QUOTED PASSAGE:
........
Local AI models are already good enough for most use cases, and the gap with frontier is closing fast
A gaming GPU or a decent Mac now covers roughly 80% of what most people use cloud AI for, and the economics of inference are compounding in ways that make the remaining gap a question of months rather than years.
The threshold Greg Isenberg puts on it is simple and useful: a model running on a gaming GPU or a decent Mac is good enough for about 80% of what most people use cloud services like ChatGPT or Claude for. That is not a qualitative impression. It is a working estimate from someone who runs a local agent every 20 minutes at zero marginal cost, because local inference carries no per-call charge. The remaining 20% is real, but it no longer defines the mainstream.
The economics behind this shift are compounding from several directions at once. Marc Andreessen puts the cost of distilling an existing model at roughly 2% of the original pre-training cost. Dylan Patel notes that DeepSeek achieved GPT-4-level performance at 1/600th the cost of GPT-4. Harry Stebbings calculates the combined effect of hardware and software improvements at roughly a 10x gain in tokens per unit of money every couple of years, driven by roughly 3x improvements in raw chip performance every 18 months plus another 3x from quantization and related optimizations. Nikesh Arora’s long-term view is that token pricing will fall to one-tenth of current levels. These are not the same claim, but they point in the same direction with consistent force.
The 18-month horizon appears independently from two different vantage points. Jesse Genet predicts that local models will reach Claude Opus-level capability within that window. Joseph Nelson observes, from the deployment side, that there is roughly an 18-month lag between a capability appearing in a multimodal cloud model and being able to run that same capability on an edge device. The two framings describe opposite ends of the same pipeline: one is about when the capability arrives locally, the other is about how long it takes to get there after the frontier establishes it.
I think that majority of inference in 5 years is going to be using a open-source or custom fine-tuned or distilled model, not using a frontier Brendan Foody
Practitioners are not waiting for parity to make routing decisions. Swyx describes a setup where a self-hosted 800-million-parameter model handles field-of-study classification, keeping that query away from a frontier API entirely, on the grounds that it does not need to be a one-second latency call to a large model. On small classification tasks, swyx adds, a fine-tuned 1-billion parameter model can recover approximately 95% of a frontier model’s performance. The point is not that small models beat large ones. The point is that for a large share of production queries, they do not need to.
........
Rewrite the article about local AI models between "I think that" and "not need to.", inclusive, using "cutting-edge" in place of "frontier". Rely only on the article about local AI models.
........
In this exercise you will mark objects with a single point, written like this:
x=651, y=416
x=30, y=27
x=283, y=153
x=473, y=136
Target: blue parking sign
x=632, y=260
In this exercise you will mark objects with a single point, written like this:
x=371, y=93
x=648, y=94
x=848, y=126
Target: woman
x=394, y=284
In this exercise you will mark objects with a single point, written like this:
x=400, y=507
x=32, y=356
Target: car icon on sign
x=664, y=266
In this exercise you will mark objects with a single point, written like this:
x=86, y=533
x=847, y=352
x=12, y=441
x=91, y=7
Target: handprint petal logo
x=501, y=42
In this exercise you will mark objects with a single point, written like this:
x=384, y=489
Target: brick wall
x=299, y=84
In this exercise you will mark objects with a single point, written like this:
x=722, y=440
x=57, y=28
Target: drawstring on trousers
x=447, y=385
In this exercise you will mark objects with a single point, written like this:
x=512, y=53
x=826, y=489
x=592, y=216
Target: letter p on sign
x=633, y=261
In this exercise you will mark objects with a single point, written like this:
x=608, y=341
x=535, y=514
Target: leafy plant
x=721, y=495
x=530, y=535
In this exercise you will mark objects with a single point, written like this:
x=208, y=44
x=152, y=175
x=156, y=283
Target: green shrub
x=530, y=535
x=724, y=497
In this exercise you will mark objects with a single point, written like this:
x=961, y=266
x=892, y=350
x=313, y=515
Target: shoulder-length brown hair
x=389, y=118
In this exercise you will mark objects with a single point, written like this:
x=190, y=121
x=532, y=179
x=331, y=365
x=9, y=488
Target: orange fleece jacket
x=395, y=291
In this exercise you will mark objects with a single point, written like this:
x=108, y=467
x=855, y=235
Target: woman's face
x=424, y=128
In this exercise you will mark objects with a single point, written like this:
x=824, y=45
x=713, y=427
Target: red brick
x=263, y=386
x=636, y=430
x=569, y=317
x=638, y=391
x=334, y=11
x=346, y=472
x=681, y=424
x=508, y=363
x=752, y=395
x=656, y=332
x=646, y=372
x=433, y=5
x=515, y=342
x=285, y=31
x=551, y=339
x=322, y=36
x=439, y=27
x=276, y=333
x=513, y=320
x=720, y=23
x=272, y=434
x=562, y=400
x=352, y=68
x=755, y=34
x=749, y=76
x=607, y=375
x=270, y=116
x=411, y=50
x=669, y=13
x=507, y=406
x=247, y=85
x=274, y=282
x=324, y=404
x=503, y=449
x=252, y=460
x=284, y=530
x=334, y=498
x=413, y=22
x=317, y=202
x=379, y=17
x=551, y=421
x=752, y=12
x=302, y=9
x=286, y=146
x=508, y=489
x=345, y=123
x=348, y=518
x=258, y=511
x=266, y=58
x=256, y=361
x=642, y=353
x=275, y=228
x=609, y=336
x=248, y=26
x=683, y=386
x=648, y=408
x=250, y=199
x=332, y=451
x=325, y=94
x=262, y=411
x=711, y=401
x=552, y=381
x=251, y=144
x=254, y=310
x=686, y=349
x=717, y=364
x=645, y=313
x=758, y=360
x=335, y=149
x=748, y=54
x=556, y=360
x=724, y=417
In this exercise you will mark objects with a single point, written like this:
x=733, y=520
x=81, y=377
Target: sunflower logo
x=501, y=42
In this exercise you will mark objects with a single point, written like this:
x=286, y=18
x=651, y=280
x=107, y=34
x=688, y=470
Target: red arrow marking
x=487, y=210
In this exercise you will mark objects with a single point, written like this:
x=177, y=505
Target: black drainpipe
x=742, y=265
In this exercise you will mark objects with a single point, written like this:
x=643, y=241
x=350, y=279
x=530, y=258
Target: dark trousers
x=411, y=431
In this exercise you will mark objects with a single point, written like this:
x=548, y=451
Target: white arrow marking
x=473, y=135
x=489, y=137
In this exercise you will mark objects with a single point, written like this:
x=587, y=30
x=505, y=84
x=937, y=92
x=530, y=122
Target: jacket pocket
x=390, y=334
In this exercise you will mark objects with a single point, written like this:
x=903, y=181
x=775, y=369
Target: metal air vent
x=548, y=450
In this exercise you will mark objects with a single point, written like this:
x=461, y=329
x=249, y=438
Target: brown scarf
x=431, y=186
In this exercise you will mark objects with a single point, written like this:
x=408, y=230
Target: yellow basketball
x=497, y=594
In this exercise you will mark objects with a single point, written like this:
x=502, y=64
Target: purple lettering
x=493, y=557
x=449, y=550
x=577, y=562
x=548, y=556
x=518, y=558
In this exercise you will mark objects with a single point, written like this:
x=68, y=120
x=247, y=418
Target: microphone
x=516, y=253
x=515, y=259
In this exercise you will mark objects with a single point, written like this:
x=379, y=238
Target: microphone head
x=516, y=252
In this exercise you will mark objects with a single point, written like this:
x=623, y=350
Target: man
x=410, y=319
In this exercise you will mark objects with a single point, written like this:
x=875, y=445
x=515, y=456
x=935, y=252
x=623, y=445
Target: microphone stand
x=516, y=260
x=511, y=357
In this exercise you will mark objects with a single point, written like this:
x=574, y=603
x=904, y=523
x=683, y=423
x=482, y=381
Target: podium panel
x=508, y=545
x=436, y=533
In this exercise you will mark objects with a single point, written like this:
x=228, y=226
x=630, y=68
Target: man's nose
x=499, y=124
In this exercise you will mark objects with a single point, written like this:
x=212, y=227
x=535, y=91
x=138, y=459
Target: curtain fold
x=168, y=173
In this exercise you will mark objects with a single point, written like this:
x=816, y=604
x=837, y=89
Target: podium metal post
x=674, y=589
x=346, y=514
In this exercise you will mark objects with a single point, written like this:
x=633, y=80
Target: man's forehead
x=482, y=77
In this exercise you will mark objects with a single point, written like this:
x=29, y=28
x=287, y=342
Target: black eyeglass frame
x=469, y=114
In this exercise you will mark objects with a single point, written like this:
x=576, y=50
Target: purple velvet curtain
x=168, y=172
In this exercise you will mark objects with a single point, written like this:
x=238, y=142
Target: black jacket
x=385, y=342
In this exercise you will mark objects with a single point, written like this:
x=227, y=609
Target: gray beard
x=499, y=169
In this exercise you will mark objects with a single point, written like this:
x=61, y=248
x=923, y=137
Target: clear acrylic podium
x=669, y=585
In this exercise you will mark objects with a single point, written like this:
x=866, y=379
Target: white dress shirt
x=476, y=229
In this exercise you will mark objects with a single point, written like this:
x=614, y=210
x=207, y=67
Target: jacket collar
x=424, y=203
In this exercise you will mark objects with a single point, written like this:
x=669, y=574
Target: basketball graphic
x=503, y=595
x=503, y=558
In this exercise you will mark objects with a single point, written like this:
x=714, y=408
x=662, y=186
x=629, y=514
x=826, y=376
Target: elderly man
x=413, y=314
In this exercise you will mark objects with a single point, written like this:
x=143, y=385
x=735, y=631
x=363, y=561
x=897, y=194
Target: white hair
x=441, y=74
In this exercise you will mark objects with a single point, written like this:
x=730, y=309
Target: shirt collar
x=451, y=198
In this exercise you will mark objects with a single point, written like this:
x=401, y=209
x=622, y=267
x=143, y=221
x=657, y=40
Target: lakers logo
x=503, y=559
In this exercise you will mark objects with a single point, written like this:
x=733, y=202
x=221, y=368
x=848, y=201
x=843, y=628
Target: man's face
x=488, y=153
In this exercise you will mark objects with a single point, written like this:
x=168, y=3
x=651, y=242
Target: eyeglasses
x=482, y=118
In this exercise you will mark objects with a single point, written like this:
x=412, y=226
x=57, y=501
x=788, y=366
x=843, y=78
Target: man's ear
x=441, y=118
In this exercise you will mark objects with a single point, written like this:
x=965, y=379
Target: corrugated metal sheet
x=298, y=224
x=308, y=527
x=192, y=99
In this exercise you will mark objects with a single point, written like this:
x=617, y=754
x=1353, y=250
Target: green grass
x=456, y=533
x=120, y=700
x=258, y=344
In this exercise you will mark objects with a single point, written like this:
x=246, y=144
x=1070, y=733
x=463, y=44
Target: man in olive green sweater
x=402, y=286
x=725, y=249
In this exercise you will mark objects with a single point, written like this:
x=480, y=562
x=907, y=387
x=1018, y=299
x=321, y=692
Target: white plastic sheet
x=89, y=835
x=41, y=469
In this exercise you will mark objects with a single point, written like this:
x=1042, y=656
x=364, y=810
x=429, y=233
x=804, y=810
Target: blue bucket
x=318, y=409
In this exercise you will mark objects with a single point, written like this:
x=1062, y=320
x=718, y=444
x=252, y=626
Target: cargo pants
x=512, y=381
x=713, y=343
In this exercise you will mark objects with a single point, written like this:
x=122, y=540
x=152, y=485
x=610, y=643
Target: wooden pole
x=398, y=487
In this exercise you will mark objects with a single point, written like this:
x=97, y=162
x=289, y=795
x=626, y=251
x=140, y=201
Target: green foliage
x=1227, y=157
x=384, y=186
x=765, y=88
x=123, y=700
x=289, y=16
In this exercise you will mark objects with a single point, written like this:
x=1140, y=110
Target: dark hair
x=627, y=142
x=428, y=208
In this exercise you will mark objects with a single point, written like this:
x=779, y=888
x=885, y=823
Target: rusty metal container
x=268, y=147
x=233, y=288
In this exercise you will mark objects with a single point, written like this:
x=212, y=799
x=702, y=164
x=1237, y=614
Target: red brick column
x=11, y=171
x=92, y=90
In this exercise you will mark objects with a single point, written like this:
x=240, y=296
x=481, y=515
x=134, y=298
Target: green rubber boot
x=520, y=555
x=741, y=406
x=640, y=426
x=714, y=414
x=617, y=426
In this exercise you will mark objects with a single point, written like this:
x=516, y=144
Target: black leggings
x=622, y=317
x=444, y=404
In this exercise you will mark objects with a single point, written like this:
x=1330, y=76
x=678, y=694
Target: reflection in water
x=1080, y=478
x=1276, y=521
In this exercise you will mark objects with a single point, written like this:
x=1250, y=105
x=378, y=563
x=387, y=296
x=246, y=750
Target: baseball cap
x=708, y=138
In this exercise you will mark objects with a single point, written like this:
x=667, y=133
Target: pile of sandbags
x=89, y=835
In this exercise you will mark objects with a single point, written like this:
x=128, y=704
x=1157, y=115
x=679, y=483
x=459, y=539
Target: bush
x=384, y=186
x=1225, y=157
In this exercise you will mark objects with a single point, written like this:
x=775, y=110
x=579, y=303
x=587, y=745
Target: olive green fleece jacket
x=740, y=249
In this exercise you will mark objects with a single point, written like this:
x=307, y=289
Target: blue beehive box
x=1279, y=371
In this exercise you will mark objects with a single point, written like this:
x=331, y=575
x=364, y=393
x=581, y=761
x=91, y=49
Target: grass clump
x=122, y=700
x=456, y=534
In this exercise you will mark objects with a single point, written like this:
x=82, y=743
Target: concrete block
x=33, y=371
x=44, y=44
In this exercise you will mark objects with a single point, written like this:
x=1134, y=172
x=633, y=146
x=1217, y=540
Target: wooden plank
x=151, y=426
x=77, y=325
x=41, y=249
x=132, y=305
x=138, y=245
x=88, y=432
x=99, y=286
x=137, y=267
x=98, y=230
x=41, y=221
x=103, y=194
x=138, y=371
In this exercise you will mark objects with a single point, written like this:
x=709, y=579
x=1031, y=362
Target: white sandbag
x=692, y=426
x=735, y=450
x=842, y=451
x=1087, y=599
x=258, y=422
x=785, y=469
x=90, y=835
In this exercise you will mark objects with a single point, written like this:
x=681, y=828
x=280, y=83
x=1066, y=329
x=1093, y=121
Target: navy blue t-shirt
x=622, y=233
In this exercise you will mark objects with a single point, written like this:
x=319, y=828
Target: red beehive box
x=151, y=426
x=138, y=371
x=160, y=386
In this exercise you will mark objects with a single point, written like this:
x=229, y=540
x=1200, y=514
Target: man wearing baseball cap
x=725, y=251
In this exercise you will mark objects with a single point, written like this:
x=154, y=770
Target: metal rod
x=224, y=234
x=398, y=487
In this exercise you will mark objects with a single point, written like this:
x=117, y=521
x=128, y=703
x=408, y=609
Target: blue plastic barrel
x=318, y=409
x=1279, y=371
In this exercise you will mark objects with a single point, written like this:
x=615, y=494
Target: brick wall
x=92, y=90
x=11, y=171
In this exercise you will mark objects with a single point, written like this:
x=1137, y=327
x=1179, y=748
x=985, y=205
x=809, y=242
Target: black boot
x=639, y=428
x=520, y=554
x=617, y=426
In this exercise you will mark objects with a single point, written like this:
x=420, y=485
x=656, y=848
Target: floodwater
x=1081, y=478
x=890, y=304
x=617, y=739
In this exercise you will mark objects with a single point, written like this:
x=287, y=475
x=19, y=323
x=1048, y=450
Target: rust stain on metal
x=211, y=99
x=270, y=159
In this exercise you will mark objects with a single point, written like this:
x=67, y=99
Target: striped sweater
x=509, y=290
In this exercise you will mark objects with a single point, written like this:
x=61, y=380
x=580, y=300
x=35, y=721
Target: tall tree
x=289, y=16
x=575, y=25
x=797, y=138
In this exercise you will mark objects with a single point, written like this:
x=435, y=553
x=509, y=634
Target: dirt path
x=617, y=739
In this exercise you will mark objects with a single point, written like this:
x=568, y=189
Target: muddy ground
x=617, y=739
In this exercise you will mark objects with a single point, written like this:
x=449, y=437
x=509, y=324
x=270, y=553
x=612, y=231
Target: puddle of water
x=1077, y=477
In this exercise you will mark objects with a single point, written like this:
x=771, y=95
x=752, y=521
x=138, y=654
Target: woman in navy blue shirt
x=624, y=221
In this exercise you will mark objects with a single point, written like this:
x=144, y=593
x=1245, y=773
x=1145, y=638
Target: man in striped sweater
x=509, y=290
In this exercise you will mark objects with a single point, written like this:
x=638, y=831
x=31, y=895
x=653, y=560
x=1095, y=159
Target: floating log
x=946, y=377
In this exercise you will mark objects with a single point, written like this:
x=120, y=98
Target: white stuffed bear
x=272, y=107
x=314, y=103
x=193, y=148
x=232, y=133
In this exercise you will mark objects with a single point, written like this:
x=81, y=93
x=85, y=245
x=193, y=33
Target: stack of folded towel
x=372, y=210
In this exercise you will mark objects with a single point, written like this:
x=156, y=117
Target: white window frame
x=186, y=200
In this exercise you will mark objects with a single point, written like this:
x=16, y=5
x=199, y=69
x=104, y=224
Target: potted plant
........
TASK SOLUTION:
I think that majority of inference in 5 years is going to be using a open-source or custom fine-tuned or distilled model, not using a cutting-edge Brendan Foody
Practitioners are not waiting for parity to make routing decisions. Swyx describes a setup where a self-hosted 800-million-parameter model handles field-of-study classification, keeping that query away from a cutting-edge API entirely, on the grounds that it does not need to be a one-second latency call to a large model. On small classification tasks, swyx adds, a fine-tuned 1-billion parameter model can recover approximately 95% of a cutting-edge model’s performance. The point is not that small models beat large ones. The point is that for a large share of production queries, they do not need to.